- Task objective -
Rewrite the items below as a single JSON list of strings, with one string for each line and no strings for blank lines.
>> Begin Source data
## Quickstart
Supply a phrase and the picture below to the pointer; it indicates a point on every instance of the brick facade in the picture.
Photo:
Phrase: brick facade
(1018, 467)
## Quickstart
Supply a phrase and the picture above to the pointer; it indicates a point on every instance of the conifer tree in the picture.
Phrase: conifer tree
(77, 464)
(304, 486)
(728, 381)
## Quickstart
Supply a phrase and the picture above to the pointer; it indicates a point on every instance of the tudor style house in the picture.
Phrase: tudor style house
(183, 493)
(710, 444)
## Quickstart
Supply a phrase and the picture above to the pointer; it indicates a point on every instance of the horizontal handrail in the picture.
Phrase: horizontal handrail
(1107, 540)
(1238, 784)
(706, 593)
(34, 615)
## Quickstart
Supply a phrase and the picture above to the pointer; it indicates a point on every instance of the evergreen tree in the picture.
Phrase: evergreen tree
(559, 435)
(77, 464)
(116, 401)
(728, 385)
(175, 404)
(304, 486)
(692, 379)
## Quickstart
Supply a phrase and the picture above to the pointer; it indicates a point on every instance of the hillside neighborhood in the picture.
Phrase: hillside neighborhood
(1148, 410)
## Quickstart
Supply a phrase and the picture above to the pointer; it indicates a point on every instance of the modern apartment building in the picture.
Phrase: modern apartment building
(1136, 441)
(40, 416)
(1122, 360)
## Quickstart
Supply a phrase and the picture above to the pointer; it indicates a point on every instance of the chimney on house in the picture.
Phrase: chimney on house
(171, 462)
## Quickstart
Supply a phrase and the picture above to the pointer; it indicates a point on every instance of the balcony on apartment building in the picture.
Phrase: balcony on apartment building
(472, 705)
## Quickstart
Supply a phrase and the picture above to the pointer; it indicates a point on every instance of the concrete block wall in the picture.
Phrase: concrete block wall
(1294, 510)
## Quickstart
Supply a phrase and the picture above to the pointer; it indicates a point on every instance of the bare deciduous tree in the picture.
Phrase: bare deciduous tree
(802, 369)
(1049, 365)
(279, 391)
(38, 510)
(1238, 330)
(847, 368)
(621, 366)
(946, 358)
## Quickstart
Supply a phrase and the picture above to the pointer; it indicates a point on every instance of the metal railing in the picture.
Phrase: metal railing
>> End Source data
- Complete answer -
[
  "## Quickstart",
  "Supply a phrase and the picture below to the pointer; it indicates a point on every instance of the brick facade in the picture.",
  "Photo:",
  "Phrase: brick facade",
  "(1018, 467)",
  "## Quickstart",
  "Supply a phrase and the picture above to the pointer; it indicates a point on every instance of the conifer tree in the picture.",
  "Phrase: conifer tree",
  "(77, 464)",
  "(304, 486)",
  "(728, 381)",
  "## Quickstart",
  "Supply a phrase and the picture above to the pointer; it indicates a point on every instance of the tudor style house in the picture.",
  "Phrase: tudor style house",
  "(183, 493)",
  "(710, 444)",
  "## Quickstart",
  "Supply a phrase and the picture above to the pointer; it indicates a point on every instance of the horizontal handrail in the picture.",
  "Phrase: horizontal handrail",
  "(1107, 540)",
  "(1238, 784)",
  "(706, 593)",
  "(34, 615)",
  "## Quickstart",
  "Supply a phrase and the picture above to the pointer; it indicates a point on every instance of the evergreen tree in the picture.",
  "Phrase: evergreen tree",
  "(559, 435)",
  "(77, 464)",
  "(116, 401)",
  "(728, 385)",
  "(175, 404)",
  "(304, 486)",
  "(692, 379)",
  "## Quickstart",
  "Supply a phrase and the picture above to the pointer; it indicates a point on every instance of the hillside neighborhood in the picture.",
  "Phrase: hillside neighborhood",
  "(1148, 410)",
  "## Quickstart",
  "Supply a phrase and the picture above to the pointer; it indicates a point on every instance of the modern apartment building in the picture.",
  "Phrase: modern apartment building",
  "(1136, 441)",
  "(40, 416)",
  "(1122, 360)",
  "## Quickstart",
  "Supply a phrase and the picture above to the pointer; it indicates a point on every instance of the chimney on house in the picture.",
  "Phrase: chimney on house",
  "(171, 462)",
  "## Quickstart",
  "Supply a phrase and the picture above to the pointer; it indicates a point on every instance of the balcony on apartment building in the picture.",
  "Phrase: balcony on apartment building",
  "(472, 705)",
  "## Quickstart",
  "Supply a phrase and the picture above to the pointer; it indicates a point on every instance of the concrete block wall in the picture.",
  "Phrase: concrete block wall",
  "(1294, 510)",
  "## Quickstart",
  "Supply a phrase and the picture above to the pointer; it indicates a point on every instance of the bare deciduous tree in the picture.",
  "Phrase: bare deciduous tree",
  "(802, 369)",
  "(1049, 365)",
  "(279, 391)",
  "(38, 510)",
  "(1238, 330)",
  "(847, 368)",
  "(621, 366)",
  "(946, 358)",
  "## Quickstart",
  "Supply a phrase and the picture above to the pointer; it indicates a point on every instance of the metal railing in the picture.",
  "Phrase: metal railing"
]